> _ROWS_
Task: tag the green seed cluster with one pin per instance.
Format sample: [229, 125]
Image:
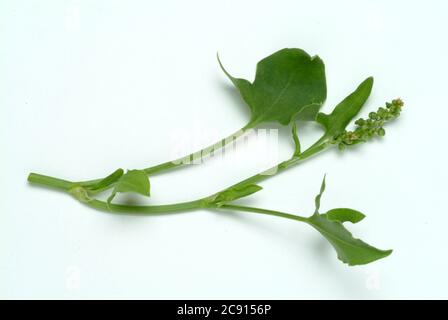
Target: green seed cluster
[371, 127]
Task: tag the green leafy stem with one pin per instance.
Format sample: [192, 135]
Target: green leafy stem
[289, 86]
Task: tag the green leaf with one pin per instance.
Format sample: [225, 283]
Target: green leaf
[288, 85]
[234, 193]
[349, 249]
[135, 181]
[109, 180]
[344, 215]
[336, 122]
[317, 200]
[296, 140]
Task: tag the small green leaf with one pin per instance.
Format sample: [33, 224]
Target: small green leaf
[349, 249]
[135, 181]
[109, 180]
[289, 84]
[336, 122]
[344, 215]
[296, 140]
[317, 200]
[234, 193]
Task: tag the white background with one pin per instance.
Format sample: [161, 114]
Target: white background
[90, 86]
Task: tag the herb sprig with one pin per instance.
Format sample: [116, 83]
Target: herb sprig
[289, 85]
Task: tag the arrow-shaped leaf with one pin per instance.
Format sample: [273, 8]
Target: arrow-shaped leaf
[336, 122]
[289, 84]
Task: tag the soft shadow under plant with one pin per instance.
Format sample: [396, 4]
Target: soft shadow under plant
[289, 86]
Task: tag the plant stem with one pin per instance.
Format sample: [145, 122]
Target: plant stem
[196, 204]
[264, 211]
[316, 148]
[50, 182]
[132, 209]
[185, 160]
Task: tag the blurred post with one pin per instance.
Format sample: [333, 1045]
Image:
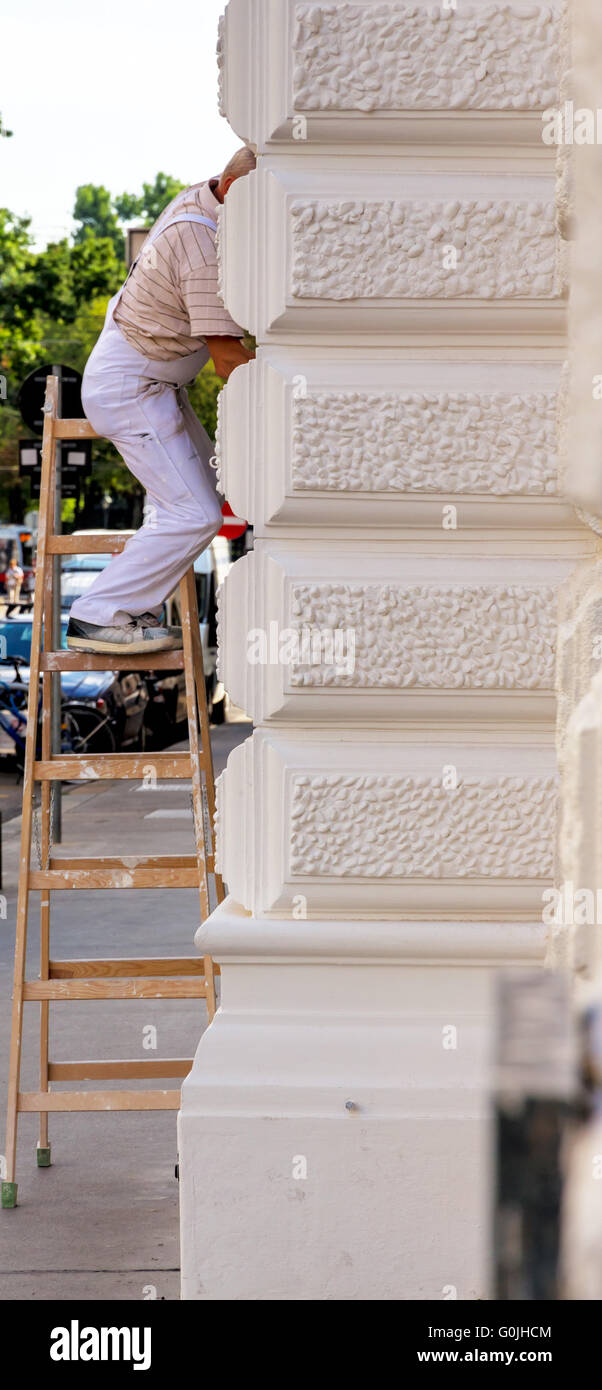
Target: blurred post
[56, 808]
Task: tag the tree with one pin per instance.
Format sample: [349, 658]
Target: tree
[152, 202]
[18, 330]
[96, 216]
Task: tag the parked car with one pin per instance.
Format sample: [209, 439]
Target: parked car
[210, 569]
[78, 571]
[18, 541]
[121, 697]
[166, 713]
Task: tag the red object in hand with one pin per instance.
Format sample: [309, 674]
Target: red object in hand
[232, 526]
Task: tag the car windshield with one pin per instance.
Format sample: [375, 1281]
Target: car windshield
[15, 640]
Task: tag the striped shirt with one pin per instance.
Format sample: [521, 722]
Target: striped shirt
[170, 300]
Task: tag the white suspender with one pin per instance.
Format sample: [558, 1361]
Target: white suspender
[185, 217]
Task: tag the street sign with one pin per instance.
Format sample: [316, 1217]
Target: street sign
[77, 464]
[31, 398]
[232, 526]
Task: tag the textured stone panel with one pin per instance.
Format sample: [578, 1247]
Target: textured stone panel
[477, 637]
[388, 57]
[392, 826]
[424, 442]
[385, 249]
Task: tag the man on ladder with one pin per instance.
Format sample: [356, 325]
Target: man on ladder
[160, 330]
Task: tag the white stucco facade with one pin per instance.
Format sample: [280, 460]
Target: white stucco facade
[389, 829]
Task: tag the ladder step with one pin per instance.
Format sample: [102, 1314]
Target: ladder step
[39, 990]
[121, 876]
[100, 544]
[109, 662]
[41, 1101]
[113, 969]
[134, 1069]
[74, 430]
[84, 767]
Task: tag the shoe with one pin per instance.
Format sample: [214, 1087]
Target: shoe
[149, 620]
[136, 638]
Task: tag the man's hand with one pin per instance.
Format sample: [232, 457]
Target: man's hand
[227, 353]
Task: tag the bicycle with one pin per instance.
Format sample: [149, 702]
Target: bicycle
[84, 730]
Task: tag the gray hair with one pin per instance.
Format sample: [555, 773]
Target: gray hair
[241, 163]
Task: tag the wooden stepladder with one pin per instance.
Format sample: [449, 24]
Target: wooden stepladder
[100, 979]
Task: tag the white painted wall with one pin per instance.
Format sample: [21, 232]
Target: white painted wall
[371, 900]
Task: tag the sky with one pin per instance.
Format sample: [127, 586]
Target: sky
[106, 92]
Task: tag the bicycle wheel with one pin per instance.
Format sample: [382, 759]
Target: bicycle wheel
[86, 731]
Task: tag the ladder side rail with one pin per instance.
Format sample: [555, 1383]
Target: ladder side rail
[193, 672]
[21, 933]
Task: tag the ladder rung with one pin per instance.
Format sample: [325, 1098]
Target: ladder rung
[39, 990]
[88, 767]
[143, 969]
[109, 662]
[74, 430]
[134, 1069]
[39, 1101]
[124, 876]
[107, 544]
[124, 862]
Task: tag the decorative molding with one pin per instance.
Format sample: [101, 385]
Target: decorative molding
[398, 249]
[444, 637]
[389, 826]
[377, 826]
[351, 442]
[356, 74]
[442, 253]
[388, 57]
[417, 441]
[220, 54]
[299, 635]
[231, 934]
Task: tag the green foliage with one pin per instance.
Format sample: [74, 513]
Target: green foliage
[152, 202]
[96, 216]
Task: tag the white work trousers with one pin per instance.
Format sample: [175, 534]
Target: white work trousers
[142, 407]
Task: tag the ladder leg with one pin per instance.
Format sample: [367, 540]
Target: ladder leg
[9, 1187]
[195, 704]
[43, 1144]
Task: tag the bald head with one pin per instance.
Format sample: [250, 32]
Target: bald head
[241, 163]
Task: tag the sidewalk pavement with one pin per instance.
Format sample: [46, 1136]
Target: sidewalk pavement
[103, 1221]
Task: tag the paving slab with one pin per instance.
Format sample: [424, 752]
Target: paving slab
[103, 1221]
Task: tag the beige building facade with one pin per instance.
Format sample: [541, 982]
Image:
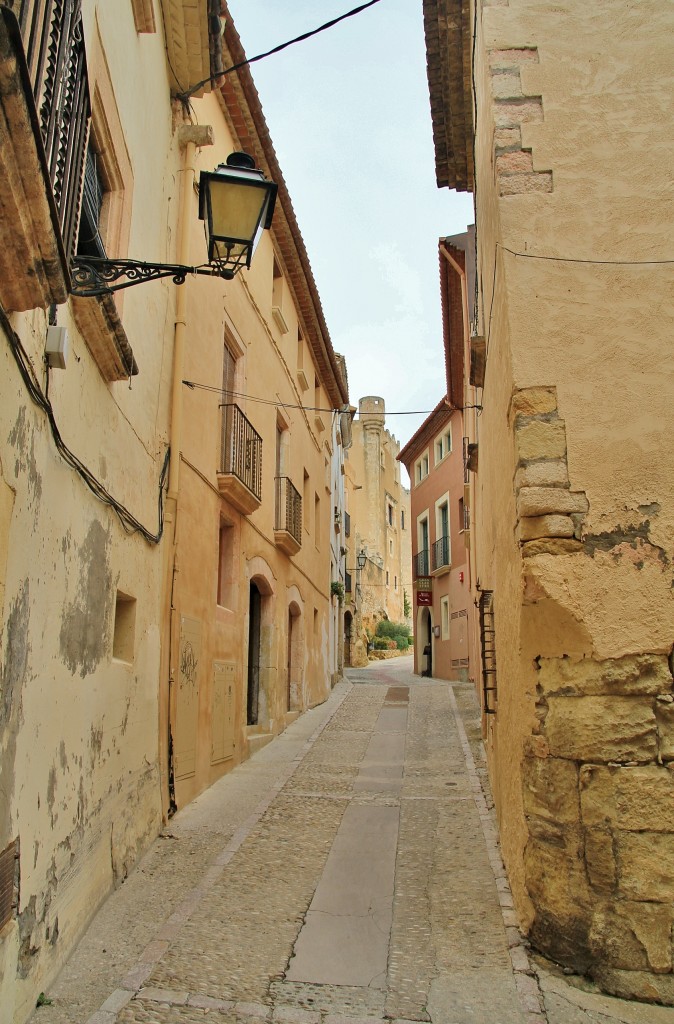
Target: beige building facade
[251, 615]
[572, 521]
[166, 495]
[441, 593]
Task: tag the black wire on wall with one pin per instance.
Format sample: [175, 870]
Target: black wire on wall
[126, 518]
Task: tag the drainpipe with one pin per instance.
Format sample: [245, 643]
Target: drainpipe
[466, 363]
[190, 137]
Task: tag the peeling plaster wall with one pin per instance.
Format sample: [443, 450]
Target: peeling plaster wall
[576, 455]
[78, 728]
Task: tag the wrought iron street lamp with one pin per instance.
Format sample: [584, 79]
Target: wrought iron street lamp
[236, 203]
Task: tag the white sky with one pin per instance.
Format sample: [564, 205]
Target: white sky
[349, 118]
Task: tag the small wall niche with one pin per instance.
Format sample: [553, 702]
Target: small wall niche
[125, 627]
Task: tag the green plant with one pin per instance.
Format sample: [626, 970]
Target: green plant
[386, 628]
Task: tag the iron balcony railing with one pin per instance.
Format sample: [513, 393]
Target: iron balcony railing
[289, 508]
[439, 554]
[54, 50]
[241, 450]
[420, 561]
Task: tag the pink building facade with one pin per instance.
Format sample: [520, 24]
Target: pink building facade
[433, 459]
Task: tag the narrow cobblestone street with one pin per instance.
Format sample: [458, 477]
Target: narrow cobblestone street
[349, 871]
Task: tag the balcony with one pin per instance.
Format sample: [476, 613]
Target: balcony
[288, 528]
[240, 475]
[44, 112]
[421, 563]
[440, 556]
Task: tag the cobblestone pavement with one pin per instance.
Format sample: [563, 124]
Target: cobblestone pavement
[259, 890]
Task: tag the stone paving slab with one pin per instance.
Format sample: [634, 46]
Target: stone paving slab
[208, 925]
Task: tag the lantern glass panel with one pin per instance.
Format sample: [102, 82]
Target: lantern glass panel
[236, 210]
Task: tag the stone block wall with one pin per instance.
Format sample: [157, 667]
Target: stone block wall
[598, 792]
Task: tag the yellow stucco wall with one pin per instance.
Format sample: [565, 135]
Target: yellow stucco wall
[572, 156]
[78, 728]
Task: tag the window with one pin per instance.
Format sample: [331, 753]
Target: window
[422, 560]
[89, 242]
[301, 374]
[421, 468]
[125, 627]
[225, 567]
[317, 520]
[277, 298]
[443, 444]
[306, 491]
[318, 406]
[445, 617]
[441, 548]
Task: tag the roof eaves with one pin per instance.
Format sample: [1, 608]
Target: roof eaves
[243, 102]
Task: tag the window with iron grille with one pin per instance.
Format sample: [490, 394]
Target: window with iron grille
[488, 644]
[8, 883]
[89, 242]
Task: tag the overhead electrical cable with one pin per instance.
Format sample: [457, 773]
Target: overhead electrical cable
[193, 385]
[184, 96]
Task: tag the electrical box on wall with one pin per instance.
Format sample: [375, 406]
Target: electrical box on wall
[56, 346]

> _GIVEN TASK_
Print the entries verbatim, beginning at the line that contains "Task: tag the stone block" and stopping after the last line of the entries.

> _RESPONSE_
Task: tag the stone block wall with one pin per instance.
Format sample: [157, 667]
Target: stone block wall
[598, 792]
Task: tag the yellow stucco wall with one pin per instance.
Format sample: [565, 135]
Target: yellow stucco wall
[572, 156]
[78, 728]
Task: tag the window with one pin per instance.
Format sample: [331, 753]
Target: window
[422, 560]
[89, 242]
[301, 374]
[421, 468]
[125, 627]
[225, 567]
[317, 520]
[277, 298]
[443, 444]
[306, 491]
[318, 406]
[445, 617]
[441, 548]
Task: tag the roof eaves with one pin per instance.
Format sample: [1, 608]
Target: roof eaves
[243, 102]
Task: tag the window with iron grille with one pin per instance.
Format sample: [490, 394]
Target: window with iron grille
[488, 644]
[8, 883]
[89, 242]
Task: tag the overhead electrical cable with one pin per instance.
Format sample: [457, 773]
Target: overhead electrical cable
[193, 385]
[184, 96]
Task: tag the electrical box on wall with one pin per instance.
Format sample: [375, 406]
Target: electrical box on wall
[56, 346]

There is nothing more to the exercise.